• **TUGAS**
Ambil setiap baris dari data di bawah yang memuat kata "green".

Kumpulan entri data:
▽
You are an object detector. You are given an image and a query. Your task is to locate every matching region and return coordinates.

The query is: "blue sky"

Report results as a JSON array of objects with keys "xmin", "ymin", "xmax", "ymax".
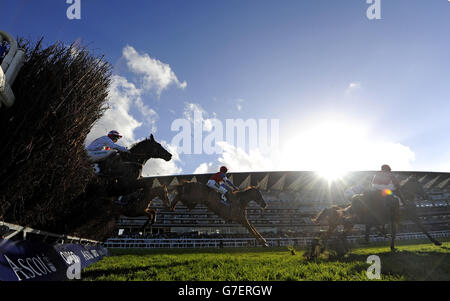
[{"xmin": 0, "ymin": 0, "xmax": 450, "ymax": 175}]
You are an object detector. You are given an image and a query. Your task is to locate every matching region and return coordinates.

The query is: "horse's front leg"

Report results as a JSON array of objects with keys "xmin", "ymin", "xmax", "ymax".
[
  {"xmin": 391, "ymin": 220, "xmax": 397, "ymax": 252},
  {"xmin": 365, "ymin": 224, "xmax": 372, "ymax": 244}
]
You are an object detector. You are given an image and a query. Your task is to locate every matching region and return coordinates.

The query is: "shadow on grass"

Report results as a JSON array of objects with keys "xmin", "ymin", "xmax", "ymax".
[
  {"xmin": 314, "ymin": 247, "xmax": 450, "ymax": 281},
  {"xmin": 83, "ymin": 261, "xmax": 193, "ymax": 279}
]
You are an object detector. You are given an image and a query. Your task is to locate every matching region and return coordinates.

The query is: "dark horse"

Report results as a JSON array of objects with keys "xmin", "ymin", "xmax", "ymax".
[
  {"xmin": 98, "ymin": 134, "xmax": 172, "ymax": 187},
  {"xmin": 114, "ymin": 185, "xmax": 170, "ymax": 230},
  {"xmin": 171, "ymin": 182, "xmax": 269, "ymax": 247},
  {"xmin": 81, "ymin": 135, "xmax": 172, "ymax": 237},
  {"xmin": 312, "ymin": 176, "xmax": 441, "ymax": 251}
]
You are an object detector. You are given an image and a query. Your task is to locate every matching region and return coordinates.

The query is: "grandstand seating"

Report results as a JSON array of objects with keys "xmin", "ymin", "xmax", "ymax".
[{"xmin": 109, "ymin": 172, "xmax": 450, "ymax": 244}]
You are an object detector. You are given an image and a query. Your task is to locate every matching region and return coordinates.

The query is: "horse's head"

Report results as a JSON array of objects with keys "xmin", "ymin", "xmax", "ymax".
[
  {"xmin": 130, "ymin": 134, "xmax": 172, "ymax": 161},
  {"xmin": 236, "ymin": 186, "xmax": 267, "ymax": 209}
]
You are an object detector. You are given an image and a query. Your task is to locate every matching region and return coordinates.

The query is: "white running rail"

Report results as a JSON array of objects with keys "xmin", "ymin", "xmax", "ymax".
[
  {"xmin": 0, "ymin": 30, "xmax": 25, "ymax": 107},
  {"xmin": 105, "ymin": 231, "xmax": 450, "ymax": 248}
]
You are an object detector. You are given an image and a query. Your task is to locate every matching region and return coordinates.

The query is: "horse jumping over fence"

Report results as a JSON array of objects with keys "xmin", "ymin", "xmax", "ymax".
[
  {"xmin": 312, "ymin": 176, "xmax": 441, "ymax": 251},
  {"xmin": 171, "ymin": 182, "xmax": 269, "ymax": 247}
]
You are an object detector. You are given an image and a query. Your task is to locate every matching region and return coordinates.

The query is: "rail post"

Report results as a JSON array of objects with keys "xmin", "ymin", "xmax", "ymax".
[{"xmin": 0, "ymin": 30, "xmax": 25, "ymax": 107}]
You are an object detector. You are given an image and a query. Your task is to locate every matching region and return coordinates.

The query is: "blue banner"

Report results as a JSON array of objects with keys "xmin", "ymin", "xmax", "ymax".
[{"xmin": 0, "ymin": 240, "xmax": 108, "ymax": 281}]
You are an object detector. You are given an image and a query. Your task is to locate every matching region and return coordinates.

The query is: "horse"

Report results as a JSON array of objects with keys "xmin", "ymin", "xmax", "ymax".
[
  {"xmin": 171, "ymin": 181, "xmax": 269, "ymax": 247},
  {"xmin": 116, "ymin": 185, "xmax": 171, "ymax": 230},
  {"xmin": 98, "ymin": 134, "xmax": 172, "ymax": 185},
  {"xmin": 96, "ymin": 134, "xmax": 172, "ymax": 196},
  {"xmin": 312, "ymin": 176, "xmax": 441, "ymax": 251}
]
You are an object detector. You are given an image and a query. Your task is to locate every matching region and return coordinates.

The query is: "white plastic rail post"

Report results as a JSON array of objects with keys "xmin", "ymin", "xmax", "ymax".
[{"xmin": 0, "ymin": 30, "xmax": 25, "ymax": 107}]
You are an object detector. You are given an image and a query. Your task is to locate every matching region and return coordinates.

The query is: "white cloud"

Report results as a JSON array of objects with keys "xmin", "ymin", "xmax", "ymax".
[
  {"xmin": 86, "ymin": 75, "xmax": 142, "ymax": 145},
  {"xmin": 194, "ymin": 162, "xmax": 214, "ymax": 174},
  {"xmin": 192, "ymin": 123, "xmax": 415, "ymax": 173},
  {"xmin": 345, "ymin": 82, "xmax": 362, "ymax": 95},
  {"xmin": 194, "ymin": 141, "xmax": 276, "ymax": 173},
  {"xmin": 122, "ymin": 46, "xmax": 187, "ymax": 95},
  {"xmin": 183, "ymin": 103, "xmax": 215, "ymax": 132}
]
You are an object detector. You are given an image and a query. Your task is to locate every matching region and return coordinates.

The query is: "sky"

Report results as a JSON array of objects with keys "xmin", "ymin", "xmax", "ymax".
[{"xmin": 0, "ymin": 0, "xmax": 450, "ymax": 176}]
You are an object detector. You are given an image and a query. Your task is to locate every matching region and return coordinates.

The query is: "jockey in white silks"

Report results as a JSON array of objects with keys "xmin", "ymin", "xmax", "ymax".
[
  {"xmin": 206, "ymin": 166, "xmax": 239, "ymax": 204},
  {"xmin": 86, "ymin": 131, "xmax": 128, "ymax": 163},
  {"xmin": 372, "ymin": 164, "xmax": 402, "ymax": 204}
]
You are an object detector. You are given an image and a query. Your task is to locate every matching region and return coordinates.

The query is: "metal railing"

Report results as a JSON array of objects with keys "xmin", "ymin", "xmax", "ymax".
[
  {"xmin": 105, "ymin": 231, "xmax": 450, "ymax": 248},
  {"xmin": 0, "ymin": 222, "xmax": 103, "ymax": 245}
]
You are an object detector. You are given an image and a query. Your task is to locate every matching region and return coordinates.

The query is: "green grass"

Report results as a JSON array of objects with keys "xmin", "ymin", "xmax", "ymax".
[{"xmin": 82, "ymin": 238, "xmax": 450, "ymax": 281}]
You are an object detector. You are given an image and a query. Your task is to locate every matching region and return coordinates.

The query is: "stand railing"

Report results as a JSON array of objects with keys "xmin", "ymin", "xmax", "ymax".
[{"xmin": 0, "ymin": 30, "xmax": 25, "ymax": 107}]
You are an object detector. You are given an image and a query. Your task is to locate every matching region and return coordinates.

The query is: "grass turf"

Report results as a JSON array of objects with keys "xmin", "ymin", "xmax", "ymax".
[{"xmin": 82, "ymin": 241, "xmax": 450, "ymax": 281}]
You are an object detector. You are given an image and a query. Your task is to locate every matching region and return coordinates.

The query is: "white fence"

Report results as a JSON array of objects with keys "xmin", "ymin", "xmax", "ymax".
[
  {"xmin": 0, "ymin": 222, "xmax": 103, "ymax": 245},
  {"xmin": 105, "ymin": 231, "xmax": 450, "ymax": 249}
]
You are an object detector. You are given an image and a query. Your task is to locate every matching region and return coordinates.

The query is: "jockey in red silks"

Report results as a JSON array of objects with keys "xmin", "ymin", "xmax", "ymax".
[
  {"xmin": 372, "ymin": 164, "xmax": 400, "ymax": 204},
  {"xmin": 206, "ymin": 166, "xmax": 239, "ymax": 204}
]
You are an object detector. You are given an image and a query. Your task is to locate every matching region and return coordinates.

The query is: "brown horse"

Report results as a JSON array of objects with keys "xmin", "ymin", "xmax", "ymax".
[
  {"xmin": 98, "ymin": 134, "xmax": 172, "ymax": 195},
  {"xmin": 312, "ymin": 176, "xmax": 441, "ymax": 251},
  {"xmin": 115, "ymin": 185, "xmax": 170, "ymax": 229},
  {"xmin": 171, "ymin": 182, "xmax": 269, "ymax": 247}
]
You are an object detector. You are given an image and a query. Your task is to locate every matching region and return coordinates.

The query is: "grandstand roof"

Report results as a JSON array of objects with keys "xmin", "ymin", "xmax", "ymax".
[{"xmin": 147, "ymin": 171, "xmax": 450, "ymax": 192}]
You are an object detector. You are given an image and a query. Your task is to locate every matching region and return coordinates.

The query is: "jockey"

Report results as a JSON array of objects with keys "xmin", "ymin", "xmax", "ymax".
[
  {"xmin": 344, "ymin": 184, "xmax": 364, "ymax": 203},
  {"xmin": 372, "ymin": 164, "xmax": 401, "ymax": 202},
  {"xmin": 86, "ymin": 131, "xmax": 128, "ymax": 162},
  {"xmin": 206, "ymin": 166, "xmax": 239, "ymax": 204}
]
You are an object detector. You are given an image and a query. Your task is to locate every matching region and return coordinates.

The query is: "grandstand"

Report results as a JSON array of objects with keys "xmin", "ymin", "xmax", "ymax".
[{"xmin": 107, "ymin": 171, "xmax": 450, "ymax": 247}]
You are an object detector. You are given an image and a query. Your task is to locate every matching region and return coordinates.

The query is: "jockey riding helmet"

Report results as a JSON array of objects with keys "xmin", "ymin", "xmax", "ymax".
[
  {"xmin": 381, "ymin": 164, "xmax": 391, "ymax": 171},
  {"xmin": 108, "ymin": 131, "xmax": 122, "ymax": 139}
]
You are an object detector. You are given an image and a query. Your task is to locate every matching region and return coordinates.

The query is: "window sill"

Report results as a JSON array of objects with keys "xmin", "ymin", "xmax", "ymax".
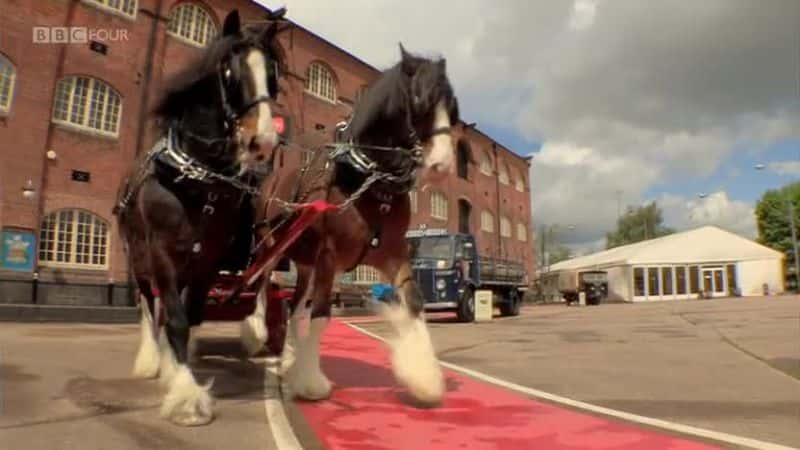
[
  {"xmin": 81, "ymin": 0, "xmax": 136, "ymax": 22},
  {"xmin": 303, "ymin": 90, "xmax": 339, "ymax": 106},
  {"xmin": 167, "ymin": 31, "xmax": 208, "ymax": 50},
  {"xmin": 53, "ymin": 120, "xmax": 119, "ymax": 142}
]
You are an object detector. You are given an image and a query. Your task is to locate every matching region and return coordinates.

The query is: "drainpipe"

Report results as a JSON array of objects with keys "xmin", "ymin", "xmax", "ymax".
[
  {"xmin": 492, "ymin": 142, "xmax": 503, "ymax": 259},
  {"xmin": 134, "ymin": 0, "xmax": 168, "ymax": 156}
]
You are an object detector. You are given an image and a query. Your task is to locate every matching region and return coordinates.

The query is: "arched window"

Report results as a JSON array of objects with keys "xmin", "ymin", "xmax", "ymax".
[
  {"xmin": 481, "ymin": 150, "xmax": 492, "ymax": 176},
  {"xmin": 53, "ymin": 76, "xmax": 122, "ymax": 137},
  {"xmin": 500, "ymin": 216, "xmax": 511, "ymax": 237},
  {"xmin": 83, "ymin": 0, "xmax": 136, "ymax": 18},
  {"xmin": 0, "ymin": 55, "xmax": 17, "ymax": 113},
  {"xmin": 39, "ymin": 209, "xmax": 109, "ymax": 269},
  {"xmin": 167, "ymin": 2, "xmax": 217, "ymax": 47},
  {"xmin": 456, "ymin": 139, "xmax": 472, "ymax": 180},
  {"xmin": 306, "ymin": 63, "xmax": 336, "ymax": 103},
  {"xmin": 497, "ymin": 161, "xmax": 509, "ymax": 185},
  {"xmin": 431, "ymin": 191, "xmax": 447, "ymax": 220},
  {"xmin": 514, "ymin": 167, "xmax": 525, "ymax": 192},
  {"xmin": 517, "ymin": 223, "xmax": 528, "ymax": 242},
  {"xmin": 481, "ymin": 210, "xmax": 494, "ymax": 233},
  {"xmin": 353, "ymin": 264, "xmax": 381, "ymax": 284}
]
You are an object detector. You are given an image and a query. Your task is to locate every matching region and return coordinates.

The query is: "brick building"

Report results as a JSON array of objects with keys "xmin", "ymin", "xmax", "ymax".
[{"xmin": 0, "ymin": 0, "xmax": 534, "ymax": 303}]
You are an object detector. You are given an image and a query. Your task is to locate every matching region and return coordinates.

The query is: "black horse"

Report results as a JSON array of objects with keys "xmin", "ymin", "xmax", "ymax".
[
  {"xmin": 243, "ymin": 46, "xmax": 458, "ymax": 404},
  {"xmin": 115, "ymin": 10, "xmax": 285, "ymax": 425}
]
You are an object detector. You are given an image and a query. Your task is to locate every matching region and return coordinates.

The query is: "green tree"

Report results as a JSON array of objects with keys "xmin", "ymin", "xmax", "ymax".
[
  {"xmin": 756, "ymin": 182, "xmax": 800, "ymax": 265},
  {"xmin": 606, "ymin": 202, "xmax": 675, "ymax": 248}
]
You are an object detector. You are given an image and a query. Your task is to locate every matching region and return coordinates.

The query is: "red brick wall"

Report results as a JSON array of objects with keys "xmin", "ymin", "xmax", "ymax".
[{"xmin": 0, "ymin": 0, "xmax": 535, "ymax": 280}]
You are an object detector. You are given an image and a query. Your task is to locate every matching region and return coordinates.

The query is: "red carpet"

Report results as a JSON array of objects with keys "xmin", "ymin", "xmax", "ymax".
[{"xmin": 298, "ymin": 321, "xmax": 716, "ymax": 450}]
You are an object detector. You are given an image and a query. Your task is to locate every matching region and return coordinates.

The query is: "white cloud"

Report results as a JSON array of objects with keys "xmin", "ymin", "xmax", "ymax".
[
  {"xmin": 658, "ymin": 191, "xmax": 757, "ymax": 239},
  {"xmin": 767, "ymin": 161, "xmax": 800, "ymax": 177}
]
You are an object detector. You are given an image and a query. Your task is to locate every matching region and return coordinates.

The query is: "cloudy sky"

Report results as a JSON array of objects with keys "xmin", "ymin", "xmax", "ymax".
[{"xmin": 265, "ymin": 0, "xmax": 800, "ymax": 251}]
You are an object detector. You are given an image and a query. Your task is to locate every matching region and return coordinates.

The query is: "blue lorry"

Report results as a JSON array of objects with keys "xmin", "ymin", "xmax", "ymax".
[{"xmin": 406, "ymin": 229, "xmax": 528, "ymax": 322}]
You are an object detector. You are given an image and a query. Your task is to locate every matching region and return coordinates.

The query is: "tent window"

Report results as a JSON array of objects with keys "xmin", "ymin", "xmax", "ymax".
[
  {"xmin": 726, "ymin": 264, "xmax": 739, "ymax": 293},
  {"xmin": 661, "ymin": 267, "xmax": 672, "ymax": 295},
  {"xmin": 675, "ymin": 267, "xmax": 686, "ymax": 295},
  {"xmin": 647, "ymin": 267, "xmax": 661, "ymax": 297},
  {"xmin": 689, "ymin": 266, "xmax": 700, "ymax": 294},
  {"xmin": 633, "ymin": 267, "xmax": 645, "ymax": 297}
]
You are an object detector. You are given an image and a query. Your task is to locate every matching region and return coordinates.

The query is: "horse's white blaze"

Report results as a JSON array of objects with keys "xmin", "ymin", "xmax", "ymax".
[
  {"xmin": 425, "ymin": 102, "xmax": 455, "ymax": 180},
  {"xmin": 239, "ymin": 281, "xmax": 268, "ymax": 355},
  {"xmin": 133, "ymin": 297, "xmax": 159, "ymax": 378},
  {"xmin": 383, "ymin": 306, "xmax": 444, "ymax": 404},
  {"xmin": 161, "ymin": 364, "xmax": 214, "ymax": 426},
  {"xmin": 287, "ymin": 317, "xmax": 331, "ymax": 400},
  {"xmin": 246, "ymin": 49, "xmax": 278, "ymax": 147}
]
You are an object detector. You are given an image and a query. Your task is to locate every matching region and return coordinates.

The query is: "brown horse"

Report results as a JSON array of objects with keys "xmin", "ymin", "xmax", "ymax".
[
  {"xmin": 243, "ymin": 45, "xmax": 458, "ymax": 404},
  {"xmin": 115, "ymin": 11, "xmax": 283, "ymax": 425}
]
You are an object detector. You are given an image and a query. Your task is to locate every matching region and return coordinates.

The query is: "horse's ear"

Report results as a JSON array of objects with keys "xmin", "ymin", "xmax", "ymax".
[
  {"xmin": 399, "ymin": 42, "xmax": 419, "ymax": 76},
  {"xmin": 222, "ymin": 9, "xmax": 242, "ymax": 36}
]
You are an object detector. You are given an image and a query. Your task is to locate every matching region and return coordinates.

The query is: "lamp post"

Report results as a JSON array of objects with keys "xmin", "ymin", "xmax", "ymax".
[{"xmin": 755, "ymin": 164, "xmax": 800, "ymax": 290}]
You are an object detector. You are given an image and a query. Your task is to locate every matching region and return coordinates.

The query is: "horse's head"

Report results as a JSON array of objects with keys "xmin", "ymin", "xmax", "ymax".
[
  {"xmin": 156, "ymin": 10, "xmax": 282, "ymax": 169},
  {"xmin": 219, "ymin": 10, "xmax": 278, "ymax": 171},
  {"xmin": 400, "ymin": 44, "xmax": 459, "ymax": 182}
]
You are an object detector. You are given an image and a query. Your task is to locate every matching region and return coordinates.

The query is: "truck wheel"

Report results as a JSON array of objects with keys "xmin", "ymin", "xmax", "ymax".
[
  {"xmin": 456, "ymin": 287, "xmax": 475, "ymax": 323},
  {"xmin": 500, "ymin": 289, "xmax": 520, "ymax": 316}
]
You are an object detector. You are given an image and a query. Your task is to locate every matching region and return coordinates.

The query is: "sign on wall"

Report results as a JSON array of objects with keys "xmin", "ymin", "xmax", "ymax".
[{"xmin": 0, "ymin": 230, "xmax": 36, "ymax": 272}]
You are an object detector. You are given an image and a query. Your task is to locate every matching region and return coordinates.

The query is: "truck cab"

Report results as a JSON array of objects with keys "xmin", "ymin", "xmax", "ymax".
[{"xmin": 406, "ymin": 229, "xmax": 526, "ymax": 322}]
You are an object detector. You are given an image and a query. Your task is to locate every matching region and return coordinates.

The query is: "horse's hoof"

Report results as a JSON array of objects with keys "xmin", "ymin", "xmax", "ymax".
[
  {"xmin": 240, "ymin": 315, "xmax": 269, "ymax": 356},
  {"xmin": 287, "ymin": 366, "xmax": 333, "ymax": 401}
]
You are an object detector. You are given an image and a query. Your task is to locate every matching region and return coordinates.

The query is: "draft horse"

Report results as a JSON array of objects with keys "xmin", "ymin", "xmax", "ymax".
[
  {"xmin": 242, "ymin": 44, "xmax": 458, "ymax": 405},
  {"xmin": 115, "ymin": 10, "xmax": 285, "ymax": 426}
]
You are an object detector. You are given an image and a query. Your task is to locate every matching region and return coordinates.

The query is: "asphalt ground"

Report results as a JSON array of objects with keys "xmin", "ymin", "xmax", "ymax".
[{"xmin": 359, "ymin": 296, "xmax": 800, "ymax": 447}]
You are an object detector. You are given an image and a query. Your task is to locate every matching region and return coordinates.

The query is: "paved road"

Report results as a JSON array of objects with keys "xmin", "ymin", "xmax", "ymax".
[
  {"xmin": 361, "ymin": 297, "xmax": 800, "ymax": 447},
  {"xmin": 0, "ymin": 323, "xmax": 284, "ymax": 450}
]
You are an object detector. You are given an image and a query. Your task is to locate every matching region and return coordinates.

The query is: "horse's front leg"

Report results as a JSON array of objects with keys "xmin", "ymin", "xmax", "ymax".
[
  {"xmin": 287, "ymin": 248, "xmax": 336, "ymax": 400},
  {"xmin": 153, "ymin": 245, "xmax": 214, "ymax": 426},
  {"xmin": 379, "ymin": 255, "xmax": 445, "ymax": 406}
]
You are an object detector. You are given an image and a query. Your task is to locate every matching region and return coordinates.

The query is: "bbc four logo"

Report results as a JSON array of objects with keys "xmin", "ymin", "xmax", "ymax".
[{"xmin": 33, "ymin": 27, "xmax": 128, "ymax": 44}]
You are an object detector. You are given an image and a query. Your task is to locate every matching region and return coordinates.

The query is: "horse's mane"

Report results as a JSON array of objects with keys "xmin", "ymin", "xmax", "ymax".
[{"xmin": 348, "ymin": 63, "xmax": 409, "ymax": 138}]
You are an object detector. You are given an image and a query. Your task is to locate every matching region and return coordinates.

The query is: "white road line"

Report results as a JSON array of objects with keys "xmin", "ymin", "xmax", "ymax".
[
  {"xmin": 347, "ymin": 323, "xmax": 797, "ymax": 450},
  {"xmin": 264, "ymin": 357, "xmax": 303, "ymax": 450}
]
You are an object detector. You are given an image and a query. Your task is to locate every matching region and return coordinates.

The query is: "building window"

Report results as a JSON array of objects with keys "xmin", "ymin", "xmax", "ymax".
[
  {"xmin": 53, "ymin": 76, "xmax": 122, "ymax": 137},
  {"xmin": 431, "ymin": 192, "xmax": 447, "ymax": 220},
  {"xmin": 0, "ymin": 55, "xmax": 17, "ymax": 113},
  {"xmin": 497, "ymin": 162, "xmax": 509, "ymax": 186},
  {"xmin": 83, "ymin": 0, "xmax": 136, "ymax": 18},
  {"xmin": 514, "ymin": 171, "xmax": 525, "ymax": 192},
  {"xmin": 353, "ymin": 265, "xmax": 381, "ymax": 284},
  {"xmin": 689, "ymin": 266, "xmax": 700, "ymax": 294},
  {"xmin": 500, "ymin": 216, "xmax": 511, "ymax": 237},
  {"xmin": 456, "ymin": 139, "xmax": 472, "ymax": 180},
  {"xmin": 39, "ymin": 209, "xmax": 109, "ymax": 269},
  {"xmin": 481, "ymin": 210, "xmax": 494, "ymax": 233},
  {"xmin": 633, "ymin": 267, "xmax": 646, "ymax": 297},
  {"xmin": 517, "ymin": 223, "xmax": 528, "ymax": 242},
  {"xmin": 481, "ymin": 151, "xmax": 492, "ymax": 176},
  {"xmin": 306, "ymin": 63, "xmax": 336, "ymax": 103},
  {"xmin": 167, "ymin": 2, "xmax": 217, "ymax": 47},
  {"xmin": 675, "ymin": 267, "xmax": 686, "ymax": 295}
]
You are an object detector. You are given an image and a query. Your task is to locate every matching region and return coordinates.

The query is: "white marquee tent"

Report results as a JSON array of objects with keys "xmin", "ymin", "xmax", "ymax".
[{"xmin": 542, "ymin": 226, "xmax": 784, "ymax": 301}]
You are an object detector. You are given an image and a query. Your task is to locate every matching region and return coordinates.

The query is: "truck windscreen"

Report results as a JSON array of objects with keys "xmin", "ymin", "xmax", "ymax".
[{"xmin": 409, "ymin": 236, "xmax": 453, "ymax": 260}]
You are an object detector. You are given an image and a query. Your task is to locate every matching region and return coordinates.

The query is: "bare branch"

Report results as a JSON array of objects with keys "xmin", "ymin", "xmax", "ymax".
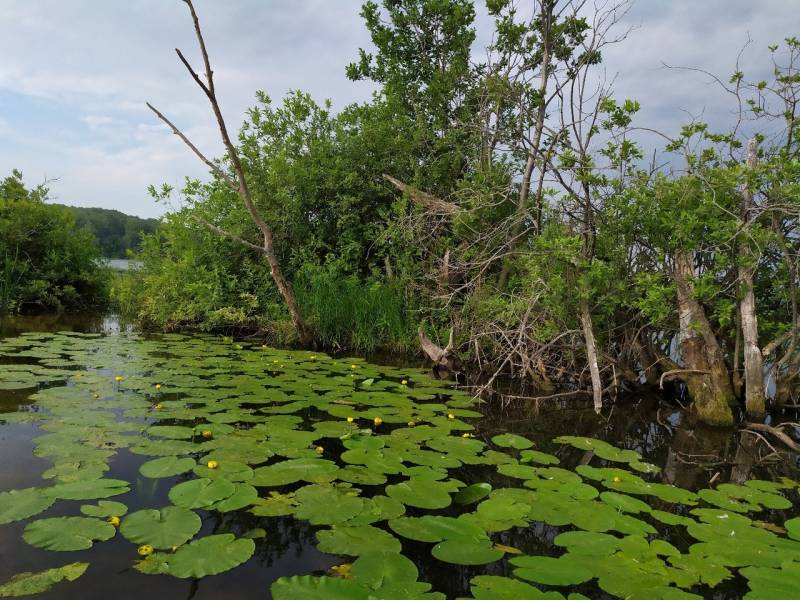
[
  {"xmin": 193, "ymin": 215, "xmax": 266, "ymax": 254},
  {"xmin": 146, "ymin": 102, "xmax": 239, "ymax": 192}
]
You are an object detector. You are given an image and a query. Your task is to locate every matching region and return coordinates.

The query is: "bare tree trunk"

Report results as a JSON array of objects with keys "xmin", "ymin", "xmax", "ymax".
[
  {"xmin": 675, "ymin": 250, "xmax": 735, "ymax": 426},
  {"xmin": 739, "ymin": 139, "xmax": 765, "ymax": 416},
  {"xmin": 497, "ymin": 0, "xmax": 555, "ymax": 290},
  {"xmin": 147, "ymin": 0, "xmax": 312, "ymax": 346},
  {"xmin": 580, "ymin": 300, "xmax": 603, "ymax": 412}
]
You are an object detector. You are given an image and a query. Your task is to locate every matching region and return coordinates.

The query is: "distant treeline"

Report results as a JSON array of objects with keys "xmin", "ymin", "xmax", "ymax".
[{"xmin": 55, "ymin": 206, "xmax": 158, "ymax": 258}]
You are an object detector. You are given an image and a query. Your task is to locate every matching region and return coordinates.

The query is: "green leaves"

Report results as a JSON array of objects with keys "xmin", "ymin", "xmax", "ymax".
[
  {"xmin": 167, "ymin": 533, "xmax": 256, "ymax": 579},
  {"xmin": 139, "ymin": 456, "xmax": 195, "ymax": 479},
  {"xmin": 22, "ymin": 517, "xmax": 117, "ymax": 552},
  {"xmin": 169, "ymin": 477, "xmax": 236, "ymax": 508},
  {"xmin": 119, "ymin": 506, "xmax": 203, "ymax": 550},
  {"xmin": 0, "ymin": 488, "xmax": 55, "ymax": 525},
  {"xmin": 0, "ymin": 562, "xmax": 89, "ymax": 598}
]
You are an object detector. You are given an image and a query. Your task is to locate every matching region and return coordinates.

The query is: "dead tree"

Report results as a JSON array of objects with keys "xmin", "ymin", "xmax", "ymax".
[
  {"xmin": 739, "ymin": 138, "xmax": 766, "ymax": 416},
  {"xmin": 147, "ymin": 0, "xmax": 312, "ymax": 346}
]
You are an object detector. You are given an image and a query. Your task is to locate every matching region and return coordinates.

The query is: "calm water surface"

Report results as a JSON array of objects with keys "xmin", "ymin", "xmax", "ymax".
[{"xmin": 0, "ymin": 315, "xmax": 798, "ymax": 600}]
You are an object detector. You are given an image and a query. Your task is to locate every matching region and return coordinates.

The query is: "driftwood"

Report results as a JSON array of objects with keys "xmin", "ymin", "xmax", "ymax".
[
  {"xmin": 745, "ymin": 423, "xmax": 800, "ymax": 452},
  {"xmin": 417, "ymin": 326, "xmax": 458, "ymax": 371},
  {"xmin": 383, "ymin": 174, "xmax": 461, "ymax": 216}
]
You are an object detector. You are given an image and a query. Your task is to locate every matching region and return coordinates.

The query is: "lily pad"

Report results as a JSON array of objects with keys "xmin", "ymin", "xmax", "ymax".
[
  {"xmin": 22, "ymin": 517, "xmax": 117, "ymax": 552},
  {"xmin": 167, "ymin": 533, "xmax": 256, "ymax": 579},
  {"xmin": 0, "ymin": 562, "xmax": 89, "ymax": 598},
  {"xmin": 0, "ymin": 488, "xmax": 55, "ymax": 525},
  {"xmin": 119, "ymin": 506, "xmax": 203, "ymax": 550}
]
△
• **JAWABAN LATIHAN**
The query is: "green grass"
The query is: "green tree"
The query is: "green leaves"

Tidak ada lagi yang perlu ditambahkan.